Quoted passage:
★ ★ ★ ★ ★
Callum Roddie Elder (born 27 January 1995) is an Australian professional soccer player who plays as a left back for Hull City and the Australia national team.

Early and personal life
Elder was born to an Irish mother and Scottish father. His maternal grandfather is former Ireland international footballer Paddy Turner.

Club career

Leicester City
A left back, Elder was born in Sydney, Australia and began his youth career with Manly United, before moving to England at the age of 16 to begin a scholarship in the academy at Leicester City. After completing his scholarship at the end of the 2012–13 season, he was awarded his first professional contract. Graduating to the Foxes' U21 team, he progressed to sign a new two-year deal at the end of the 2014–15 season and a further extension a year later, which kept him at the King Power Stadium until June 2019.

Mansfield Town (loan)
On 8 January 2015, Elder was loaned out to League Two club Mansfield Town for one month. He made his professional debut two days later, starting in a 2–1 away loss against Burton Albion. He became a regular starter, which saw his loan extended to the end of the 2014–15 season. Elder made 21 appearances for the Stags and returned to Leicester at the end of the season.

Peterborough United (loan)
On 29 August 2015, Elder joined League One side Peterborough United on a one-month loan, which was later extended until January 2016. He made 21 appearances and scored the first senior goal of his career, which came in a 4–0 thrashing of Doncaster Rovers on 24 October 2015. A foot injury suffered in a match versus Blackpool on 19 December led to the early termination of Elder's loan.

Brentford (loan)
★ ★ ★ ★ ★
Recorded data:
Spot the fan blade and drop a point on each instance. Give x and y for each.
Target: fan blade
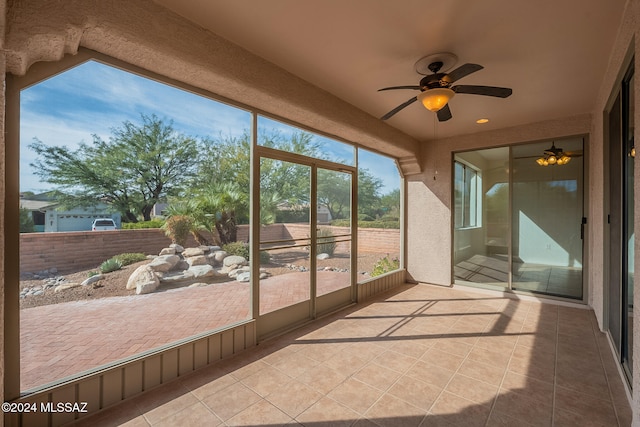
★ ★ ★ ★ ★
To be done: Write out the passage about Callum Elder from "On 8 January" up to and including "Brentford (loan)".

Output of the exercise:
On 8 January 2015, Elder was loaned out to League Two club Mansfield Town for one month. He made his professional debut two days later, starting in a 2–1 away loss against Burton Albion. He became a regular starter, which saw his loan extended to the end of the 2014–15 season. Elder made 21 appearances for the Stags and returned to Leicester at the end of the season.

Peterborough United (loan)
On 29 August 2015, Elder joined League One side Peterborough United on a one-month loan, which was later extended until January 2016. He made 21 appearances and scored the first senior goal of his career, which came in a 4–0 thrashing of Doncaster Rovers on 24 October 2015. A foot injury suffered in a match versus Blackpool on 19 December led to the early termination of Elder's loan.

Brentford (loan)